━━ Extrait de page

Il n’existe pas moins de six traductions françaises du « Commentaire sur les “Vers d’or” des pythagoriciens », mais s’il fallait n’en choisir qu’une seule, je choisirais celle de Mario Meunier.
« Ἡ φιλοσοφία ἐστὶ ζωῆς ἀνθρωπίνης κάθαρσις καὶ τελειότης, κάθαρσις μὲν ἀπὸ τῆς ὑλικῆς ἀλογίας καὶ τοῦ θνητοειδοῦς σώματος, τελειότης δέ, τῆς οἰκείας εὐζωΐας ἀνάληψις, πρὸς τὴν θείαν ὁμοίωσιν ἐπανάγουσα. ταῦτα δὲ πέφυκεν ἀρετὴ καὶ ἀλήθεια μάλιστα ἀπεργάζεσθαι, ἡ μὲν τὴν ἀμετρίαν τῶν παθῶν ἐξορίζουσα, ἡ δὲ τὸ θεῖον εἶδος τοῖς εὐφυῶς ἔχουσι προσκτωμένη. »
— Début dans la langue originale
« La philosophie a pour but de purifier la vie humaine et de la conduire à sa fin. Elle la purifie en la délivrant du désordre confus de la matière et des passions du corps périssable ; elle la conduit à sa fin, car elle lui fait recouvrer, en lui donnant de ressembler à Dieu, la pure félicité dont elle est susceptible. Or, la vérité et la vertu sont des moyens particulièrement efficaces pour obtenir, par une voie naturelle, ce double résultat : la vertu en réprimant les excès des passions ; et la vérité en donnant à ceux qui convenablement s’y préparent, de récupérer la forme divine. »
— Début dans la traduction de Meunier
« La philosophie est la purification de la vie humaine et son achèvement : sa purification, d’une part, de la déraison de la matière et du corps mortel ; son achèvement, d’autre part, c’est-à-dire le recouvrement de la vie heureuse qui nous est propre et nous élève vers la ressemblance divine. Ces résultats, la vertu et la vérité sont, par nature, les plus aptes à les accomplir, l’une en bannissant l’excès des passions, l’autre en obtenant en outre la forme divine pour ceux qui ont pour elle un bon naturel. »

━━━━
━━ Entrées fournies

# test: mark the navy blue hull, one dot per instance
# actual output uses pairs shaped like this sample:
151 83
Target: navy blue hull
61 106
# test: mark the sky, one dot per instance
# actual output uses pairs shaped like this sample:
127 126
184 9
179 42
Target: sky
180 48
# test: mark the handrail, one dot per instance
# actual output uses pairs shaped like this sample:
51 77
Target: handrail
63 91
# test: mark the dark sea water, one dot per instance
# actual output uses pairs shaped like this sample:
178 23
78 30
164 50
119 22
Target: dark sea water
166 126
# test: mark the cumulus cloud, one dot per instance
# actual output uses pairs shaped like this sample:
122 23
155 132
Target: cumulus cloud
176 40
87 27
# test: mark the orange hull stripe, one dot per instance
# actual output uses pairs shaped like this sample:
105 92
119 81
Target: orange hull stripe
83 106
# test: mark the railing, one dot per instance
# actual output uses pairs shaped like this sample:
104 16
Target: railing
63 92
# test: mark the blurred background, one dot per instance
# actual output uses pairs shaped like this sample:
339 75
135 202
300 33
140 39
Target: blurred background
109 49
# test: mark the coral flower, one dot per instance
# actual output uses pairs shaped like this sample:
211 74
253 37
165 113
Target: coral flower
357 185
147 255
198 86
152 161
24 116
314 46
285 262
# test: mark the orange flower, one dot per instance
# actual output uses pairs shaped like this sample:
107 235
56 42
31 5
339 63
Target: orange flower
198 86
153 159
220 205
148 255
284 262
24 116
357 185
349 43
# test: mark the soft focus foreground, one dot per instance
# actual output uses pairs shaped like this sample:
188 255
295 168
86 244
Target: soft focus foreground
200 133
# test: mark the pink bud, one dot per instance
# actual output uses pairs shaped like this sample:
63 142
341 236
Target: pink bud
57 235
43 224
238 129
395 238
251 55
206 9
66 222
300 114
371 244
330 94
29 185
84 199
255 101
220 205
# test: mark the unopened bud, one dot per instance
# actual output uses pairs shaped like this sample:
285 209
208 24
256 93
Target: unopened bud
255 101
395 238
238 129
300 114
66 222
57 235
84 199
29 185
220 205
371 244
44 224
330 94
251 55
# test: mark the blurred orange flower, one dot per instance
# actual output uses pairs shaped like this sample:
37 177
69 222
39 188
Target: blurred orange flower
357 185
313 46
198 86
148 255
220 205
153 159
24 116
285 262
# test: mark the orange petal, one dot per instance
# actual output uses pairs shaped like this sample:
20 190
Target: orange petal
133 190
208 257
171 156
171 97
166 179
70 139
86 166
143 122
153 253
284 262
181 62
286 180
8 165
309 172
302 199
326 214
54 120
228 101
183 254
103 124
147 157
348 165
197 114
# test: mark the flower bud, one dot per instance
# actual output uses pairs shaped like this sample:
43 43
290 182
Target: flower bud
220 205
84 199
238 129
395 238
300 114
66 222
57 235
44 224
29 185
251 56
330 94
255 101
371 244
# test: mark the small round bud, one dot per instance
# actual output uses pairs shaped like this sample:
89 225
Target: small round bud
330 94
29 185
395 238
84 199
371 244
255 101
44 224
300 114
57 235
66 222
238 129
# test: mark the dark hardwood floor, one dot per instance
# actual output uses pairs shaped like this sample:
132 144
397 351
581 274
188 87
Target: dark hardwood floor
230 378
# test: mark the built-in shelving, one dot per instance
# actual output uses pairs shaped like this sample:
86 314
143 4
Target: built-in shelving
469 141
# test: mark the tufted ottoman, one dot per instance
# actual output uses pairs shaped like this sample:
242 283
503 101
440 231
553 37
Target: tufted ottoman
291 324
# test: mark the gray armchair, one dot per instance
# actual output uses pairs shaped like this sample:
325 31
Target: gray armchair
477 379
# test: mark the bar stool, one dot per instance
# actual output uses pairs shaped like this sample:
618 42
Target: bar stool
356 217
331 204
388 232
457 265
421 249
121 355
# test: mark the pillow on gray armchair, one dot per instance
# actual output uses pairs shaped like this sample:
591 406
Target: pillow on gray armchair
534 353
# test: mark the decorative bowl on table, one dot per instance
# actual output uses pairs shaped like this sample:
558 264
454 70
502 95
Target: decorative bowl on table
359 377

━━━━

- _À faire_: Recopiez intégralement l'extrait sur les traductions, s'il vous plaît, sans rien y changer. Ces entrées n'ont aucun rapport avec l'extrait sur les traductions.

- _Résultat obtenu_:
Il n’existe pas moins de six traductions françaises du « Commentaire sur les “Vers d’or” des pythagoriciens », mais s’il fallait n’en choisir qu’une seule, je choisirais celle de Mario Meunier.
« Ἡ φιλοσοφία ἐστὶ ζωῆς ἀνθρωπίνης κάθαρσις καὶ τελειότης, κάθαρσις μὲν ἀπὸ τῆς ὑλικῆς ἀλογίας καὶ τοῦ θνητοειδοῦς σώματος, τελειότης δέ, τῆς οἰκείας εὐζωΐας ἀνάληψις, πρὸς τὴν θείαν ὁμοίωσιν ἐπανάγουσα. ταῦτα δὲ πέφυκεν ἀρετὴ καὶ ἀλήθεια μάλιστα ἀπεργάζεσθαι, ἡ μὲν τὴν ἀμετρίαν τῶν παθῶν ἐξορίζουσα, ἡ δὲ τὸ θεῖον εἶδος τοῖς εὐφυῶς ἔχουσι προσκτωμένη. »
— Début dans la langue originale
« La philosophie a pour but de purifier la vie humaine et de la conduire à sa fin. Elle la purifie en la délivrant du désordre confus de la matière et des passions du corps périssable ; elle la conduit à sa fin, car elle lui fait recouvrer, en lui donnant de ressembler à Dieu, la pure félicité dont elle est susceptible. Or, la vérité et la vertu sont des moyens particulièrement efficaces pour obtenir, par une voie naturelle, ce double résultat : la vertu en réprimant les excès des passions ; et la vérité en donnant à ceux qui convenablement s’y préparent, de récupérer la forme divine. »
— Début dans la traduction de Meunier
« La philosophie est la purification de la vie humaine et son achèvement : sa purification, d’une part, de la déraison de la matière et du corps mortel ; son achèvement, d’autre part, c’est-à-dire le recouvrement de la vie heureuse qui nous est propre et nous élève vers la ressemblance divine. Ces résultats, la vertu et la vérité sont, par nature, les plus aptes à les accomplir, l’une en bannissant l’excès des passions, l’autre en obtenant en outre la forme divine pour ceux qui ont pour elle un bon naturel. »